▶ PROVIDED RECORDS

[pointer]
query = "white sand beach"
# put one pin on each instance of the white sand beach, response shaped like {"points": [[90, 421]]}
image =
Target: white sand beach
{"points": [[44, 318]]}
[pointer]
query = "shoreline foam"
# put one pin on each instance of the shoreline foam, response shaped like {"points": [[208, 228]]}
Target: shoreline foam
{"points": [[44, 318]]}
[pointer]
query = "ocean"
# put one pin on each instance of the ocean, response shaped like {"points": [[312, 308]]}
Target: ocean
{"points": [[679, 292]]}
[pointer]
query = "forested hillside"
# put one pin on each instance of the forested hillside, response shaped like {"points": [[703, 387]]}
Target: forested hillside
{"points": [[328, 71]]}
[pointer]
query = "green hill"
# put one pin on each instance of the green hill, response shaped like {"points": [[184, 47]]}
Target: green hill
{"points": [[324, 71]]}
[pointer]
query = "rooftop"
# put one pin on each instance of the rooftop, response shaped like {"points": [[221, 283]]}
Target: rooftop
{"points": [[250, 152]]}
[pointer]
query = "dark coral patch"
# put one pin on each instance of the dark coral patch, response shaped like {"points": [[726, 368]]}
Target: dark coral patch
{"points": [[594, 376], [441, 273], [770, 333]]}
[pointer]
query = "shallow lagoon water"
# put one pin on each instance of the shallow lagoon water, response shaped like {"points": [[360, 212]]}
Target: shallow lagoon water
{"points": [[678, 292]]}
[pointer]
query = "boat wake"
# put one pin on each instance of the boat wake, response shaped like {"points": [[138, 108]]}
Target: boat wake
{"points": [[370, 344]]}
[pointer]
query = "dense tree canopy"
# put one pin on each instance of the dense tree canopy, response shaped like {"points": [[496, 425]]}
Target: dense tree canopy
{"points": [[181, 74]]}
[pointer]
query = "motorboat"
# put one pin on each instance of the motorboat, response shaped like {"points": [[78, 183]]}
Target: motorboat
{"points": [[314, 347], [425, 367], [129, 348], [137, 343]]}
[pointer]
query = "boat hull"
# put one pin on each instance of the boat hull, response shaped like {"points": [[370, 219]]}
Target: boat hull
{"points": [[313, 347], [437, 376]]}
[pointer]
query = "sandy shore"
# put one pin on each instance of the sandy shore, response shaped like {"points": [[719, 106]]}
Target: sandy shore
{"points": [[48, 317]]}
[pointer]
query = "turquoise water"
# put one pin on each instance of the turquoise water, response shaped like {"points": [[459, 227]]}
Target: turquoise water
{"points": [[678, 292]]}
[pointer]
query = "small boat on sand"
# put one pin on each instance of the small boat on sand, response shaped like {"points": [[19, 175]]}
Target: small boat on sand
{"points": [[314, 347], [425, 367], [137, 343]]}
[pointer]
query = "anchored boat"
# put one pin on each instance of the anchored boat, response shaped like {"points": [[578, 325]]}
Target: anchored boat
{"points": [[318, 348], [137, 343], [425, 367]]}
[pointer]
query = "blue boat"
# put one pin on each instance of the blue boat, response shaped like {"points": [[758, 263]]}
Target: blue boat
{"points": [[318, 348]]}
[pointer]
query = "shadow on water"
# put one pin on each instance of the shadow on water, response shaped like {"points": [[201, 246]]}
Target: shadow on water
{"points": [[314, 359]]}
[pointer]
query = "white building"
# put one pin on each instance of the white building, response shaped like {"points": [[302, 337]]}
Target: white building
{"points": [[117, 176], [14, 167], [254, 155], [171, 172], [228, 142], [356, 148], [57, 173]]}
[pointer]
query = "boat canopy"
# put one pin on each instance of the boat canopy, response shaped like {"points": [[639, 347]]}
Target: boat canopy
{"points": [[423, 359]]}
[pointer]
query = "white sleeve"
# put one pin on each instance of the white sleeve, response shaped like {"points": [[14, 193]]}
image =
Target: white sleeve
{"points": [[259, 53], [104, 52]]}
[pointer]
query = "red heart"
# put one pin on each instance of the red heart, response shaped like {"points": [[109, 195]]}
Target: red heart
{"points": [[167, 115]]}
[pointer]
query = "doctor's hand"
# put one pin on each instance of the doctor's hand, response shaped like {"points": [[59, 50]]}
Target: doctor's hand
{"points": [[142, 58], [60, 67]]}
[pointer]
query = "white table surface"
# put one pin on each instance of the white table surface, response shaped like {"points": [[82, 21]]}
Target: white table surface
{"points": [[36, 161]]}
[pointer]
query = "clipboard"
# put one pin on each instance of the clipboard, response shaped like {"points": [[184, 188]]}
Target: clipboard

▶ WHAT IS REQUIRED
All of the entries above must be quoted exactly.

▶ WRITTEN RESPONSE
[pointer]
query = "white sand beach"
# put one pin on each instance of the white sand beach, response shaped like {"points": [[90, 421]]}
image =
Target: white sand beach
{"points": [[44, 318]]}
[pointer]
query = "shoreline foam"
# put one pin on each instance of the shoreline foam, response shaped like {"points": [[208, 228]]}
Target: shoreline foam
{"points": [[44, 318]]}
[pointer]
query = "ocean"
# put one pin on each instance of the ocean, response shaped like {"points": [[312, 308]]}
Target: ocean
{"points": [[679, 292]]}
[pointer]
query = "forested hillside"
# put one pin on each instance of the forested hillside, response shaped like {"points": [[703, 387]]}
Target: forested hillside
{"points": [[328, 71]]}
[pointer]
query = "green hill"
# put one pin on each instance of the green hill, response shaped like {"points": [[184, 47]]}
Target: green hill
{"points": [[324, 71]]}
[pointer]
query = "rooftop"
# put one pin on each instance of the rooftop, response shaped like {"points": [[221, 283]]}
Target: rooftop
{"points": [[250, 152]]}
[pointer]
query = "dark coral patch"
# put one pin on each instance of the dark coral patch, response shaped like {"points": [[726, 368]]}
Target: dark coral patch
{"points": [[594, 376], [441, 273], [770, 333]]}
[pointer]
query = "shallow lagoon water"
# put one pin on each instance of the shallow lagoon water, response shaped like {"points": [[360, 212]]}
Target: shallow lagoon water
{"points": [[678, 292]]}
[pointer]
query = "boat wake"
# put one pin on each instance of the boat wake, response shaped like {"points": [[138, 108]]}
Target: boat wake
{"points": [[370, 344]]}
[pointer]
query = "dense tree canopy"
# put one pin on each instance of the dense tree canopy, response shaped like {"points": [[496, 425]]}
Target: dense tree canopy
{"points": [[181, 74]]}
[pointer]
query = "motorboat"
# put one pin on each instance of the motorboat, response shaped like {"points": [[78, 183]]}
Target: motorboat
{"points": [[314, 347], [425, 367], [129, 348], [137, 343]]}
[pointer]
query = "boat hull"
# put one pin on each instance of the boat hull, response shaped like {"points": [[370, 219]]}
Target: boat hull
{"points": [[313, 347], [437, 376]]}
[pointer]
query = "sandy shore"
# put one pin on each instance of the sandy shore, response shaped like {"points": [[719, 106]]}
Target: sandy shore
{"points": [[48, 317]]}
[pointer]
query = "turquoise water"
# put one pin on each instance of the turquoise water, response shaped like {"points": [[459, 227]]}
Target: turquoise water
{"points": [[678, 292]]}
[pointer]
query = "small boat on sand"
# put one pin on each instance of the small boat on sand, response shaped like {"points": [[19, 175]]}
Target: small boat on sand
{"points": [[314, 347], [425, 367], [137, 343]]}
[pointer]
query = "anchored boat"
# put one pin on each instance of the anchored boat, response shaped like {"points": [[578, 325]]}
Target: anchored boat
{"points": [[318, 348], [137, 343], [425, 367]]}
[pointer]
query = "blue boat"
# put one pin on each instance of the blue boat, response shaped like {"points": [[758, 263]]}
Target: blue boat
{"points": [[318, 348]]}
[pointer]
query = "shadow on water"
# put one pin on each instance of the shadow on water, response shaped like {"points": [[201, 246]]}
Target: shadow on water
{"points": [[314, 359]]}
[pointer]
query = "white building"
# put one pin on each instance of the white building, response shaped like {"points": [[302, 337]]}
Target: white building
{"points": [[117, 176], [14, 167], [254, 155], [171, 172], [228, 142], [356, 148], [57, 173]]}
[pointer]
query = "boat canopy"
# put one pin on each instance of the boat canopy, response shaped like {"points": [[639, 347]]}
Target: boat canopy
{"points": [[423, 359]]}
[pointer]
query = "white sleeve"
# put one pin on each instance of the white sleeve, response shaped like {"points": [[14, 193]]}
image =
Target: white sleeve
{"points": [[259, 53], [104, 52]]}
[pointer]
query = "red heart"
# put one pin on each instance of the red heart, response shaped like {"points": [[109, 195]]}
Target: red heart
{"points": [[167, 115]]}
[pointer]
query = "doctor's hand"
# put one pin on each instance of the doctor's hand, response shaped like {"points": [[59, 50]]}
Target: doctor's hand
{"points": [[142, 58], [60, 67]]}
[pointer]
query = "white table surface"
# put one pin on each instance of the white table surface, response shaped like {"points": [[82, 21]]}
Target: white table surface
{"points": [[36, 161]]}
[pointer]
query = "clipboard"
# put one pin on each instance of the clipboard, response shaped like {"points": [[184, 188]]}
Target: clipboard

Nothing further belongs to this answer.